## REQUEST
According to the polishing tutorial, which rouge does the poster generally use?

# Polishing mini tutorial



## Naiveambition (Aug 30, 2014)

I've been polishing on and off for a while now and thought I would throw some info to those in need. I usually start with 400 grit wet sand if the nicks aren't bad, this is also where most rouge will produce a good shine. But it can be better

After u have an even surface while sanding in one direction, or back and forth, don't just do random spins. After 400, go 600 and change direction of your sanding, once all of the opposite scratches are gone you can switch to the following grit. I usually go straight to 1200 from here,  by now it should be producing a nice shine. The sanding is a little tiresome on the small parts, but this also will produce nice clean edges and less buffing time for rounded corners.

The rouge I use generally is the green stick rouge. Eastwood , and truck stops, have them. A liquid green one is also very good. It considered jewel ears rouge I believe. Use a  Cotton buffing wheel on a good drill, load up the wheel. Don't be shy get it on there.  Then start working your peice back and forth.try to move in even, parallel lines for bigger pieces.    The wheel cuts more one way than the other , depending on your movement. The color stroke is the last ones where you feed in one direction only . Clockwise rotation with  left to right feed. Hope that makes sense.

## RECORD EXCERPTS

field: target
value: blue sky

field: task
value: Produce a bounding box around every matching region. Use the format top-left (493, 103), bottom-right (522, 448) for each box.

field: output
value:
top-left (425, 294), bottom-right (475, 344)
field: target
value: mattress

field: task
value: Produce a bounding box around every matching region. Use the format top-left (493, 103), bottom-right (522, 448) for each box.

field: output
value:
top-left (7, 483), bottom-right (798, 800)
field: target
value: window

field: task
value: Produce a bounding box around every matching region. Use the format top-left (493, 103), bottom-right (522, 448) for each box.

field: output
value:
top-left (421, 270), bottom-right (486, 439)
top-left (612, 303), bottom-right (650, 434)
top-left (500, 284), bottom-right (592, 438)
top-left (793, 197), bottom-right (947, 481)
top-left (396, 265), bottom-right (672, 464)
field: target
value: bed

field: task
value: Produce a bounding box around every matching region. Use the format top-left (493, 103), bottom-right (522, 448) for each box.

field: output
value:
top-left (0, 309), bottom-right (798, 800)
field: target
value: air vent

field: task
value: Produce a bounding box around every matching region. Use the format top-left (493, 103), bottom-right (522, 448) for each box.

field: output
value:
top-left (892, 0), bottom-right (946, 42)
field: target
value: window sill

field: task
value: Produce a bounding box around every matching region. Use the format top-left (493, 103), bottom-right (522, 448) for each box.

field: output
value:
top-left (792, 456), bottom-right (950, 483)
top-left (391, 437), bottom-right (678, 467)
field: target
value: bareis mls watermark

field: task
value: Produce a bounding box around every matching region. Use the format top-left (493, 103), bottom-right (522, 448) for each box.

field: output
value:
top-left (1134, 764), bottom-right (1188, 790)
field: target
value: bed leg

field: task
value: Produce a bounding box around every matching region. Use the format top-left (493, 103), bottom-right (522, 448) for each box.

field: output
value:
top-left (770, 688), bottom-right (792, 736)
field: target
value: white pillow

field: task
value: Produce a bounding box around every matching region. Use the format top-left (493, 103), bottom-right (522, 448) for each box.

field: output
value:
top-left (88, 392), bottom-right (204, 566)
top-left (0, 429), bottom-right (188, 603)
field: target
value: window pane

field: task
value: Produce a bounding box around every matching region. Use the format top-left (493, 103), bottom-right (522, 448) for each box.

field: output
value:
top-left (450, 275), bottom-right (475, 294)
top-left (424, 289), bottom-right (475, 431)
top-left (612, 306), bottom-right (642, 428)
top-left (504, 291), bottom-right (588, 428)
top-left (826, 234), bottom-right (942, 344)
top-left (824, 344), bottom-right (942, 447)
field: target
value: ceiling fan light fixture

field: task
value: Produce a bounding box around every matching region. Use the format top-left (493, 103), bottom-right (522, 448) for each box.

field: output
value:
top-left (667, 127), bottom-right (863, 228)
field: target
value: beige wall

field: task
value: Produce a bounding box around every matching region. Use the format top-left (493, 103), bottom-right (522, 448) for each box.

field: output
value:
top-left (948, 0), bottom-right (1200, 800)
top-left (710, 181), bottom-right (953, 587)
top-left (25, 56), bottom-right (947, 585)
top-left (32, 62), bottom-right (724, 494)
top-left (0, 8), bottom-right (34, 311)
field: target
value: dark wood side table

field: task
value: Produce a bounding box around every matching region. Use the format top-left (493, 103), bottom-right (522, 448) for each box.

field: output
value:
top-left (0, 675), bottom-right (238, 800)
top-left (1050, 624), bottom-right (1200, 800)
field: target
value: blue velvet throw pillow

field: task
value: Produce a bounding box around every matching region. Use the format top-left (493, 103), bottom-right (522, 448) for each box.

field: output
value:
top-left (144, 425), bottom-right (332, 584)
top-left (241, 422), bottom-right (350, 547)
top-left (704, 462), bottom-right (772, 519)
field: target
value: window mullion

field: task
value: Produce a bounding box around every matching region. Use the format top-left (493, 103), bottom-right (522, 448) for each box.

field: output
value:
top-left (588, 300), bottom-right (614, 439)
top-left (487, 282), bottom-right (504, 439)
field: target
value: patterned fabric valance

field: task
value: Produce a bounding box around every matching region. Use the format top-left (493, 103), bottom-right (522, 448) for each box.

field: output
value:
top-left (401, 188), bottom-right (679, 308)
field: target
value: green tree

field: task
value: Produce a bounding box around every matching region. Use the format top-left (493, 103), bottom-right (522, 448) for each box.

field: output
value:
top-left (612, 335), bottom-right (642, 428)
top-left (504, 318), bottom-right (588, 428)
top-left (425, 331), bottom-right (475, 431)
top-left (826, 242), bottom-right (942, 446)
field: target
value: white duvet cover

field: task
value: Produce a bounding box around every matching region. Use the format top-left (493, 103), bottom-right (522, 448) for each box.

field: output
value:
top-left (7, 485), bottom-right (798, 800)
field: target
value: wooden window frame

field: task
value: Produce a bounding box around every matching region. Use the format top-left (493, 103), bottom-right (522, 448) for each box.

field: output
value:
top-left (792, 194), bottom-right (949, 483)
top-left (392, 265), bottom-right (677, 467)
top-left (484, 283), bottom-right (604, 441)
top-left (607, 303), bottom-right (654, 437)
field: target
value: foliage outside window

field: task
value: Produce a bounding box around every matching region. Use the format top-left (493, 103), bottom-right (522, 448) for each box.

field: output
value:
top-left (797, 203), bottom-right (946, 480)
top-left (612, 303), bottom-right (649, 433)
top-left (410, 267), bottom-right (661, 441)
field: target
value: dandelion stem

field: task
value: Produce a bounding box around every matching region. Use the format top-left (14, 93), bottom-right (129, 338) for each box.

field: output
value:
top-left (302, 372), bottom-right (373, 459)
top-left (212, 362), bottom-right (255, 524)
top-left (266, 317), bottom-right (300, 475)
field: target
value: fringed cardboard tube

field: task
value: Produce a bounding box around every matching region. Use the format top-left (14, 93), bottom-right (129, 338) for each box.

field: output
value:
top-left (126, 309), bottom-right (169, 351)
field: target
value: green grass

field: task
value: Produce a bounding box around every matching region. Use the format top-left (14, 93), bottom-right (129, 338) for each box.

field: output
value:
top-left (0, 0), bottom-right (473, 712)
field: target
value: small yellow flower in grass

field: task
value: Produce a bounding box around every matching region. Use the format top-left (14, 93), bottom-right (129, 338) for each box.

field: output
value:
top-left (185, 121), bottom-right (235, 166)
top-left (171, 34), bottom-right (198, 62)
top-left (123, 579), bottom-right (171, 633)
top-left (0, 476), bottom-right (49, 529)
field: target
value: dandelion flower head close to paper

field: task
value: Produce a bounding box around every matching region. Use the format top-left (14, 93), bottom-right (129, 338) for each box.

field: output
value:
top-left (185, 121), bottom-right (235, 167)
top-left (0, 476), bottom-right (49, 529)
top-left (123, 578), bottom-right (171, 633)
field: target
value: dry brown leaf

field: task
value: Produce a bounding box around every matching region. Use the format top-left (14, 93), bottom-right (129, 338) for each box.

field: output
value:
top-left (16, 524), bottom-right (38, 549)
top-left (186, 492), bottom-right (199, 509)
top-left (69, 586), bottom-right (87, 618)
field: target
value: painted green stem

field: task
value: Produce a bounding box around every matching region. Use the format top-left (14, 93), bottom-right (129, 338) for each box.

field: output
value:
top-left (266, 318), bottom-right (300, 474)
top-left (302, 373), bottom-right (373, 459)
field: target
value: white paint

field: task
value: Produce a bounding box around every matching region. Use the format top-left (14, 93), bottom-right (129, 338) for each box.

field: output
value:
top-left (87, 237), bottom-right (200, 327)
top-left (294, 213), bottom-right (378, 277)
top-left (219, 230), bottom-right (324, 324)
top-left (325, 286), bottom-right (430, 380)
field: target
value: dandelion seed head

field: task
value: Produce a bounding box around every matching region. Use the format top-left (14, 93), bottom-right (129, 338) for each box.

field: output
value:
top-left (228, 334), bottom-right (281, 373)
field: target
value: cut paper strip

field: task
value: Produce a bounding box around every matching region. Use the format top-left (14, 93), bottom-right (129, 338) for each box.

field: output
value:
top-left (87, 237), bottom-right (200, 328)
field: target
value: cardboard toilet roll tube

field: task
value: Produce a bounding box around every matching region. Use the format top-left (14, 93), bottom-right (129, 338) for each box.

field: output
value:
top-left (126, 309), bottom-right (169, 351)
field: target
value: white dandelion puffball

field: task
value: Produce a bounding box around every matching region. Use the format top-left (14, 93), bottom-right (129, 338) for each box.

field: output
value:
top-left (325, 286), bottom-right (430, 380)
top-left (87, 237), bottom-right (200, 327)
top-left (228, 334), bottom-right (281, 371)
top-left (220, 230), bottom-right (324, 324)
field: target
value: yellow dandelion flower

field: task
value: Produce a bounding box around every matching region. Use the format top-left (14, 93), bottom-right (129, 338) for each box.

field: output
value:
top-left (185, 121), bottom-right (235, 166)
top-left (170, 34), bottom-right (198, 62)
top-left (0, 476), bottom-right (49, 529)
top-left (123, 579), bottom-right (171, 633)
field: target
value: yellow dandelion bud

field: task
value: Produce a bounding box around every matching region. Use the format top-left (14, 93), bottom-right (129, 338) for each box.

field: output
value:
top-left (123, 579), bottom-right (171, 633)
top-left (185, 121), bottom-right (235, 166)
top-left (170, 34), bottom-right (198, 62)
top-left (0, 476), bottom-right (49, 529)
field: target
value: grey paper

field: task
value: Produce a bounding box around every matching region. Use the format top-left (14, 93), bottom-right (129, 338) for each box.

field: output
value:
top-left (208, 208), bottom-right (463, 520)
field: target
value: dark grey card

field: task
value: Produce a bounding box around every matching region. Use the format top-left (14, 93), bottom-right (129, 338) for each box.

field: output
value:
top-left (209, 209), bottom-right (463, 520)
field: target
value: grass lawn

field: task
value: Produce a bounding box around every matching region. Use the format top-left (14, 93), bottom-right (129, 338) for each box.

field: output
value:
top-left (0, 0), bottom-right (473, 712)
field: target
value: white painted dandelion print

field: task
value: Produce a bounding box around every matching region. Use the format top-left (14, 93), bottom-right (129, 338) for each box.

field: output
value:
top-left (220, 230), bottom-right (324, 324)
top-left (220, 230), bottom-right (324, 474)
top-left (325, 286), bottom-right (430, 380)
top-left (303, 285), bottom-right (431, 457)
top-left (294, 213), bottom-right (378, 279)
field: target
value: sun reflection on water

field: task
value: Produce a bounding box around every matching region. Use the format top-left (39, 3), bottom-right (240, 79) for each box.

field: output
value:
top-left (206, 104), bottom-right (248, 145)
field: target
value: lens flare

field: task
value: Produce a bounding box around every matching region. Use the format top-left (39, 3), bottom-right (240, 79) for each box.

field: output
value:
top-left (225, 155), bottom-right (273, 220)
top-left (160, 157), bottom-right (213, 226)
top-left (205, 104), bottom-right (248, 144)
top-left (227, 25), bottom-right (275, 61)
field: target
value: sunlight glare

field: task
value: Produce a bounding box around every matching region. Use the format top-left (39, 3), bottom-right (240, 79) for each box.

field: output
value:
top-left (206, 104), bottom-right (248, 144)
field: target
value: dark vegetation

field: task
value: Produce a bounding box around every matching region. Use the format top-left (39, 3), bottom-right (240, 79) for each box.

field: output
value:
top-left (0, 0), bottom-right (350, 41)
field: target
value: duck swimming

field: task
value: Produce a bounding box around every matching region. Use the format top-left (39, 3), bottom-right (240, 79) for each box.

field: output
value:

## EXERCISE ANSWER
The green stick rouge.